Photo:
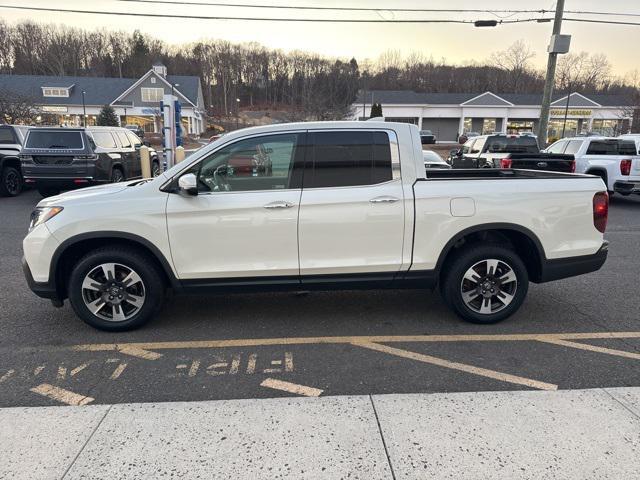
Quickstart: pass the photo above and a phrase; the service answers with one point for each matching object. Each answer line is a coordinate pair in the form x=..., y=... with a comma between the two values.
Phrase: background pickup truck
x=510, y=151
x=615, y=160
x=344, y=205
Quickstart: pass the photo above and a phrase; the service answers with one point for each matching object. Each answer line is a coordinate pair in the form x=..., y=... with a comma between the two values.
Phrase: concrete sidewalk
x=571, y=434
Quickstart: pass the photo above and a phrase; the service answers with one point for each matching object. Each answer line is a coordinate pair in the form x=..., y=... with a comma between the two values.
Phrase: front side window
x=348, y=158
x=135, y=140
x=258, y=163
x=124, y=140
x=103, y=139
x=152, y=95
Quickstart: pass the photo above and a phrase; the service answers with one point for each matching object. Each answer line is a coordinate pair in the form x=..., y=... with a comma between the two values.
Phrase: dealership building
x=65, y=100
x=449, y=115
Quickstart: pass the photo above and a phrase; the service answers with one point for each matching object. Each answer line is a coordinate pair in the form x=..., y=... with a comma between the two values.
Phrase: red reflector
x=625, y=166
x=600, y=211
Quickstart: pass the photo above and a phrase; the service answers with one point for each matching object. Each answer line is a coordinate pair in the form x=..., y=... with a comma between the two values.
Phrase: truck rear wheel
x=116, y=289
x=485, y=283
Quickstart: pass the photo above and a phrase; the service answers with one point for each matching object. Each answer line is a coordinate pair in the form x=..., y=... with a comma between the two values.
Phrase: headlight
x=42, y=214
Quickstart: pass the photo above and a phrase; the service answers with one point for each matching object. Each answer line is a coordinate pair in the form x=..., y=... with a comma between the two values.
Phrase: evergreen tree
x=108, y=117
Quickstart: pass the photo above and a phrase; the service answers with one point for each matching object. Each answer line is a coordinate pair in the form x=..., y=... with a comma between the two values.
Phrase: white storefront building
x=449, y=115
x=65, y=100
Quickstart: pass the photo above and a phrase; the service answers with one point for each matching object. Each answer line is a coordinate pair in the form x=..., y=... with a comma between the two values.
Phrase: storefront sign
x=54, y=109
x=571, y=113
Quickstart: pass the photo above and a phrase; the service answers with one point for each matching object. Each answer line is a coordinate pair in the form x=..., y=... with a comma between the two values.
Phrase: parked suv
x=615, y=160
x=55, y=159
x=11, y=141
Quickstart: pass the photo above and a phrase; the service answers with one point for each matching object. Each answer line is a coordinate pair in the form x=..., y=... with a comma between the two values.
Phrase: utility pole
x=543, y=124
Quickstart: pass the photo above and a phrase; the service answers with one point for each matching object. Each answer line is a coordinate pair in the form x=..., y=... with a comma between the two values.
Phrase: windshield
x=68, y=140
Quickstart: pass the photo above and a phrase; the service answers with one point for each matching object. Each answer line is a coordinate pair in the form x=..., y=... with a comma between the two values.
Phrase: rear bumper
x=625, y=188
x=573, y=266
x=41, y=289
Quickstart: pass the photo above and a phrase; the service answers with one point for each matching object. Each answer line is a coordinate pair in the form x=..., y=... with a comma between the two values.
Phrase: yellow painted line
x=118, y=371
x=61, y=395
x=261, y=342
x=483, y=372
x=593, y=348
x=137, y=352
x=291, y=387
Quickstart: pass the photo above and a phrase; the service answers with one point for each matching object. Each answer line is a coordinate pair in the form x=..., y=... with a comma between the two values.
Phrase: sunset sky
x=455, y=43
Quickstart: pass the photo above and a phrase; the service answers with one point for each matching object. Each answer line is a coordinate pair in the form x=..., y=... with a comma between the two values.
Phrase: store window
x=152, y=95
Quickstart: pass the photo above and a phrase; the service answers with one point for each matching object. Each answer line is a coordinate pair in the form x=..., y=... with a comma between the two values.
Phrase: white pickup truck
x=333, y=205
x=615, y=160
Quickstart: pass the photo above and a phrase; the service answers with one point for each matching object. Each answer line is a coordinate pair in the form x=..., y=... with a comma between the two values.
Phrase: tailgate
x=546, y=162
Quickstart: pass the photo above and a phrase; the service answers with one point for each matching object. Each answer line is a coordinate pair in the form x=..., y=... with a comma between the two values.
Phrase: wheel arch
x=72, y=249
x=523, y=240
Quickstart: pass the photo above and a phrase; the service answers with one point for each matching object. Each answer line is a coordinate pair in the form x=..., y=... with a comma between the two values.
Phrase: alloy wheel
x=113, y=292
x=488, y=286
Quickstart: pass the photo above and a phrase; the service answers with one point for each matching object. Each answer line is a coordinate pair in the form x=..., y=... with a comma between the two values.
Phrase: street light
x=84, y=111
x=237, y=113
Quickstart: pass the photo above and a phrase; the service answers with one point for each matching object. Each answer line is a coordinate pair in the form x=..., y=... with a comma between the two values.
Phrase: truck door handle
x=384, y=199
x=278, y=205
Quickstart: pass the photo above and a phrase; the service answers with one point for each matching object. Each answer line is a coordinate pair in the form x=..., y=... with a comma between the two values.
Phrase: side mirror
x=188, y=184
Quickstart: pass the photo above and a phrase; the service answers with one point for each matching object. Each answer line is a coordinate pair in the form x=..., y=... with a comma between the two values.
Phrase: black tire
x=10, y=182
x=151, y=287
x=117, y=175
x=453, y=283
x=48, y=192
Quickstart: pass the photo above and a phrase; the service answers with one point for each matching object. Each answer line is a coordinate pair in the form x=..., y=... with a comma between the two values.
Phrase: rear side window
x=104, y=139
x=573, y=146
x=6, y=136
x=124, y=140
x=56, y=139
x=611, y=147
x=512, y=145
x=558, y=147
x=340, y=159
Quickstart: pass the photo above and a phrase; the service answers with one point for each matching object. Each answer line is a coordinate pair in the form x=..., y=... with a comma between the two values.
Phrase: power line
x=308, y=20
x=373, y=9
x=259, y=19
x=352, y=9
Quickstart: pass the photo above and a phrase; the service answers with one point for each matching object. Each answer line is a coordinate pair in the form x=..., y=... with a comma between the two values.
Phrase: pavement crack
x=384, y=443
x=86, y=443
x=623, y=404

##########

In the records above, return precisely the line containing "Phrase: side mirror" and each line that comes after it, up to the final one.

Phrase: side mirror
x=188, y=184
Quickstart: pass the photo above and a phrase; the service answers with one point for each matching object. Each answer line is a coordinate pair in the form x=..., y=... with a comma between the two values.
Phrase: black tire
x=10, y=182
x=151, y=287
x=117, y=175
x=453, y=283
x=48, y=192
Quickstart: pass the photo above and a phrase; the service answers with one point for each matching object. Each answer line is a coordinate pair in the form x=..., y=... with a comma between the two values.
Phrase: rear side window
x=104, y=139
x=573, y=146
x=6, y=136
x=124, y=140
x=56, y=139
x=611, y=147
x=512, y=145
x=558, y=147
x=340, y=159
Quickstart: pass the photo above and a phrase; the service answers with one point for each matching object. Each answer line is a coordinate pair in the form x=..., y=... with a comma between the two values.
Phrase: power line
x=308, y=20
x=373, y=9
x=259, y=19
x=352, y=9
Quickstart: pass the photo above and a phrase; the service answers with one point for each matching object. Each answer line is a coordinate pair in the form x=..., y=... with a comma between the two values.
Phrase: pavement crack
x=384, y=443
x=86, y=443
x=623, y=404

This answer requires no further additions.